▸ **QUOTED TEXT**:

First of all, I too would like if the Linux folks would be less “happy” to start to code, specially on important aspects of the OS. When things are a bit more thought-out there is a bigger chance that most of the post implementation will end up on smaller corrections and incremental improvements instead of rewrites. As I said on an earlier post, there is a culture in Linux folks circle to be trigger-happy. As many already noted, Linux is created with engineering compromises in mind, i.e., to make things work, preferentially as soon as possible, instead of the more traditional computer science approach, i.e., get your “model” perfected first.
Anyway, all this effervescence around Linux created a phenomenal, fast pacing, OS development push around it that made it possible to support a lot of hardware much faster than any *BSD or Solaris on x86 hardware. It also pushed a lot of folks to implement the missing parts of the OS, like graphical interfaces, file management and lots of tools. Many of them end up finding their way to *BSD, Solaris and other Unix systems. It also brought the need to make things more manageable and so DEB and RPM were created and this is very relevant because package management sucked on Unix (understandable, as the focus of them were way stricter and the pressure to have a good system package management was less pressuring) and suddenly we had a “better” system on x86 hardware that were easier to manage and put to work on a large range of scenarios.
Don’t want to be pick but it seems to me that the argument of the original post is that the fundamental idea did not originate on Solaris. If that is true, it does not matter if the BTRFS guy knew it or not.
Also, because of the environment around Linux, many things got implemented in it, if not first, usually before others besides the OS where it started, the biggest known exceptions being Dtrace and ZFS.
See “https://en.wikipedia.org/wiki/Comparison_of_operating_system_kernels… or Google to the difference between Linux, *BSD and Solaris kernels. You will be surprised to find out the Linux may very well be the most complete/flexible OS of all.
Ohad Rodeh of IBM is the original Author of Btrfs and wrote the feature list Btrfs. Chris Mason currently has still not added a single feature to the feature list for Btrfs. Chris Mason is a person paid to implement Btrfs not its master designer. Ohad Rodeh knew of WALF and the link I gave was to Ohad Rodeh first presentation. Chris Mason take over development of Btrfs and due to Btrfs and ZFS being descendent of the WALF of course Chris Mason is comparing to it. Chris Mason is incorrectly credited with Btrfs invention because it was Chris Mason who got Btrfs good enough to merge.
So both Ohad Rodeh and Chris Mason play very important parts in Btrfs history.
https://www.diva-portal.org/smash/get/diva2:822493/FULLTEXT01.pdf
Also there is performance differences.
Systemtap can perform traces that Dtrace cannot by design.
BPF tracing do watch the video here
http://www.brendangregg.com/blog/2016-03-05/linux-bpf-superpowers.h…
He demos a few traces that neither Systemtap or Dtrace can perform.
In fact VProbes mentions the same problem performance. Dtrace design is not that high in the performance department. The reason why systemtap was removing references to Dtrace is Dtrace has a problem.
Brendan Gregg is not really making Dtrace part of Linux. Instead taking inspiration from Dtrace and making something superior to it.

▸ **STATED GOAL 1**:
Name every person the Linux comment mentions by name.
The rows that follow are unrelated to the text above them.

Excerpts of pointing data
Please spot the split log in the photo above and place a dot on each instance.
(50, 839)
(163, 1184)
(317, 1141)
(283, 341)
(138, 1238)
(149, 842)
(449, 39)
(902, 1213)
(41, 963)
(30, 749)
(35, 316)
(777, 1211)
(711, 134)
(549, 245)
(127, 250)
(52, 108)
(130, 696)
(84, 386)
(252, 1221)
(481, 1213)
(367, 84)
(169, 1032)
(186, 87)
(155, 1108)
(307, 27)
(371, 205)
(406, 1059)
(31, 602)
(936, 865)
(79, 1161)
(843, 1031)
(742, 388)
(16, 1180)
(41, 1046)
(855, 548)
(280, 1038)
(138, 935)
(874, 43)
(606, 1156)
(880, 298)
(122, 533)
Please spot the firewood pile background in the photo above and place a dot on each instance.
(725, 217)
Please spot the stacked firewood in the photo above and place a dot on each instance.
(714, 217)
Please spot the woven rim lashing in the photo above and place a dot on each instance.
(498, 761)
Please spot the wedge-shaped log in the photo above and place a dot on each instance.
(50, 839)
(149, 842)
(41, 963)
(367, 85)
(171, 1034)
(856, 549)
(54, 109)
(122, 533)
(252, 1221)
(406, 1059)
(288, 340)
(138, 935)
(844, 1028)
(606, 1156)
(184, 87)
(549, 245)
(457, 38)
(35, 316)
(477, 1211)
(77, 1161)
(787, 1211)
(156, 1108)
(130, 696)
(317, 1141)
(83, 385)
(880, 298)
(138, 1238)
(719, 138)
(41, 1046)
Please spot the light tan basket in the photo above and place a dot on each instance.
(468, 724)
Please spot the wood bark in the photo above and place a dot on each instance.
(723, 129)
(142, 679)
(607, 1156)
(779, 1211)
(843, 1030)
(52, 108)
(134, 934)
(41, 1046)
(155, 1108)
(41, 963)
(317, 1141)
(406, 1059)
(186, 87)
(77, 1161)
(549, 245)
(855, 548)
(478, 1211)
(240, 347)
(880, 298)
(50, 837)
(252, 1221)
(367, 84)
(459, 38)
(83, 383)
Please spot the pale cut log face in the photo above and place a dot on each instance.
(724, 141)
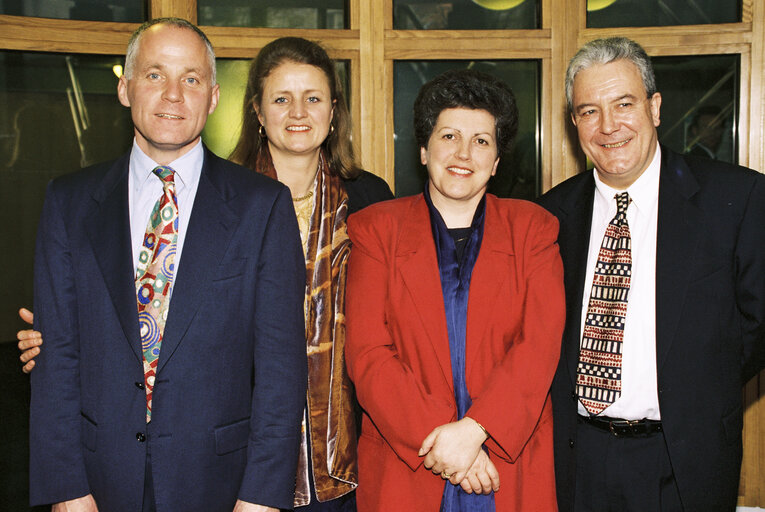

▸ **STATED GOAL 2**:
Retype the rows from the line containing "Please spot the wood" through the end of the rows, with both ends included. Leave the pictures out of your answer.

▸ **ANSWER 1**:
Ohad Rodeh, Chris Mason, Brendan Gregg

▸ **ANSWER 2**:
Please spot the wood bark in the photo above and place a dot on each instance.
(723, 129)
(142, 679)
(607, 1156)
(779, 1211)
(843, 1030)
(52, 108)
(134, 934)
(41, 1046)
(155, 1108)
(41, 963)
(317, 1141)
(406, 1059)
(186, 87)
(77, 1161)
(549, 245)
(855, 548)
(478, 1211)
(240, 347)
(880, 298)
(50, 837)
(252, 1221)
(367, 84)
(459, 38)
(83, 383)
Please spot the pale cut log face in the photo above and place a dot on each instance.
(724, 141)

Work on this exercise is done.